# Task prompt
Find every line in the data below that contains the word "tool" and copy each one out. Case counts.

# Given data
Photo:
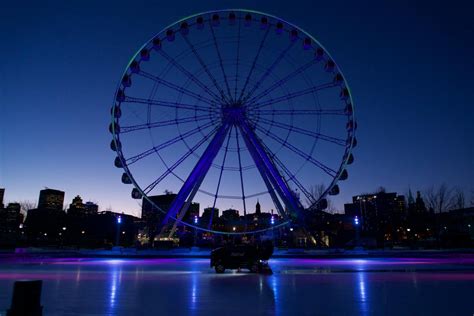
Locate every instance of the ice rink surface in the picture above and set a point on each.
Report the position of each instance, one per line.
(395, 286)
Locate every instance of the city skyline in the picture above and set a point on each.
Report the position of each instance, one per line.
(414, 127)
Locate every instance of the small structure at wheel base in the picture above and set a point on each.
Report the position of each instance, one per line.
(252, 257)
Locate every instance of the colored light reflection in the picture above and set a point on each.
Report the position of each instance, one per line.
(362, 293)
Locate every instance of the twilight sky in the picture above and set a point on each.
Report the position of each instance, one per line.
(409, 65)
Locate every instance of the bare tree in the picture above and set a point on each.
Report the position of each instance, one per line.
(459, 199)
(440, 199)
(26, 205)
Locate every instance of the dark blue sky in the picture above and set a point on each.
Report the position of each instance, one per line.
(409, 65)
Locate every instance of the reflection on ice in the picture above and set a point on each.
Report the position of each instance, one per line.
(362, 293)
(297, 287)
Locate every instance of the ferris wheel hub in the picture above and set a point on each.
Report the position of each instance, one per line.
(233, 113)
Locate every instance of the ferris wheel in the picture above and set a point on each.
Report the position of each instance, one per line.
(229, 108)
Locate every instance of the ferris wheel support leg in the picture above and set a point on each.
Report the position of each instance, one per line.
(267, 167)
(195, 178)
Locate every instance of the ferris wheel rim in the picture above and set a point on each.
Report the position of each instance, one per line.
(347, 153)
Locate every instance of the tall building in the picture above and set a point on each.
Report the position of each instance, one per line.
(51, 199)
(2, 193)
(380, 214)
(91, 208)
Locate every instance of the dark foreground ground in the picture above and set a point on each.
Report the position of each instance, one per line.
(395, 286)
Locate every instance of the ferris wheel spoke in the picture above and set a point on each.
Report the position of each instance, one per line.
(291, 128)
(268, 171)
(299, 152)
(268, 71)
(291, 176)
(262, 42)
(240, 172)
(189, 119)
(300, 112)
(282, 81)
(168, 104)
(197, 175)
(192, 77)
(220, 178)
(229, 95)
(293, 95)
(170, 170)
(237, 60)
(206, 70)
(176, 87)
(168, 143)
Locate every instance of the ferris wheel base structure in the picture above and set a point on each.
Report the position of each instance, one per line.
(265, 114)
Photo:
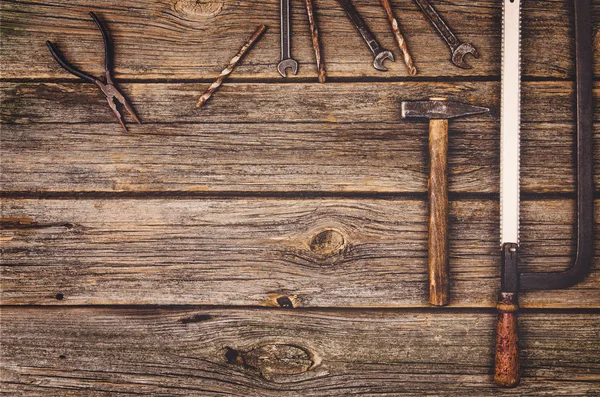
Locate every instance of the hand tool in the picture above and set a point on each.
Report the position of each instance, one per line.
(380, 54)
(314, 31)
(438, 111)
(408, 61)
(459, 50)
(507, 364)
(232, 64)
(109, 89)
(287, 61)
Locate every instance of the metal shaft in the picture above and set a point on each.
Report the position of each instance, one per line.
(360, 24)
(286, 39)
(438, 23)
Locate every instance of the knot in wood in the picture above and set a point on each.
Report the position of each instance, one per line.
(198, 9)
(272, 361)
(328, 242)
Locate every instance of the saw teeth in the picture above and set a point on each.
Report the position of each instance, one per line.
(503, 107)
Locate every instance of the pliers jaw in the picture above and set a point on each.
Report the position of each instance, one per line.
(109, 89)
(114, 99)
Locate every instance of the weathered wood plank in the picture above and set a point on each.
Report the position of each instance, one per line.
(82, 351)
(316, 252)
(341, 137)
(200, 38)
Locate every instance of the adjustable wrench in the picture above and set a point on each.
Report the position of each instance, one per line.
(459, 50)
(286, 41)
(380, 54)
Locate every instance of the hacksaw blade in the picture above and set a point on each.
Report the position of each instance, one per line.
(510, 124)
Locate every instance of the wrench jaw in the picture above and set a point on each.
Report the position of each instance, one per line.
(287, 64)
(380, 58)
(459, 54)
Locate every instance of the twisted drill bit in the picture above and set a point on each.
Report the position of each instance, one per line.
(314, 30)
(399, 38)
(232, 64)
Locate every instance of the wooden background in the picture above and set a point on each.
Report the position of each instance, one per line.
(274, 242)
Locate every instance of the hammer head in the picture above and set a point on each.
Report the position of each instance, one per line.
(439, 109)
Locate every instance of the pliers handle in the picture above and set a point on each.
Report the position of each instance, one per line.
(108, 88)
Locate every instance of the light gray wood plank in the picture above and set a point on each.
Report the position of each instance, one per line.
(315, 252)
(337, 138)
(200, 38)
(214, 352)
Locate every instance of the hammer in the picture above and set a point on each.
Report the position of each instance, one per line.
(438, 111)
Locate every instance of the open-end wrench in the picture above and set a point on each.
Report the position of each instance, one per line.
(459, 50)
(380, 54)
(286, 41)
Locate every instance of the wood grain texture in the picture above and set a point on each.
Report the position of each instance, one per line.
(251, 138)
(199, 38)
(214, 352)
(507, 368)
(309, 252)
(437, 233)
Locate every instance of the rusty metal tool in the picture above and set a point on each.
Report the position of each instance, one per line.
(286, 62)
(438, 111)
(109, 89)
(314, 32)
(380, 54)
(408, 61)
(507, 363)
(232, 64)
(459, 50)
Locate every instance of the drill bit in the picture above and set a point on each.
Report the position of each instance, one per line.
(232, 64)
(314, 30)
(399, 38)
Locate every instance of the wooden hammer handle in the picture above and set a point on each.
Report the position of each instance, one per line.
(438, 212)
(507, 368)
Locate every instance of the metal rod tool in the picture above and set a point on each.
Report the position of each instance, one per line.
(408, 61)
(507, 365)
(459, 50)
(314, 33)
(438, 111)
(232, 65)
(286, 62)
(380, 54)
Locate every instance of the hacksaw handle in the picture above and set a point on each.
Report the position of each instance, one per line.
(508, 367)
(438, 212)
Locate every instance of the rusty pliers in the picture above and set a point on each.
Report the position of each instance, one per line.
(109, 89)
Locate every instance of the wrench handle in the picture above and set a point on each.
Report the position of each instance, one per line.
(507, 367)
(438, 23)
(360, 25)
(438, 213)
(286, 30)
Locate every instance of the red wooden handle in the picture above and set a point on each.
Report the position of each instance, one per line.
(507, 371)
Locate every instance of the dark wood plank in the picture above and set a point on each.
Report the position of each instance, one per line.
(314, 252)
(200, 38)
(211, 352)
(341, 137)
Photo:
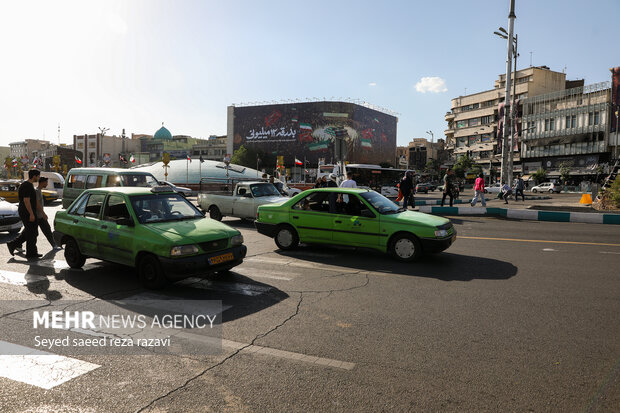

# The result
Locate every instance of the hand tool in the picture above and set a point on each.
Locate every instance of the rusty metal tool in the picture above and set a point on each.
Locate every instance of the metal rod tool in the picture above and set a point on each.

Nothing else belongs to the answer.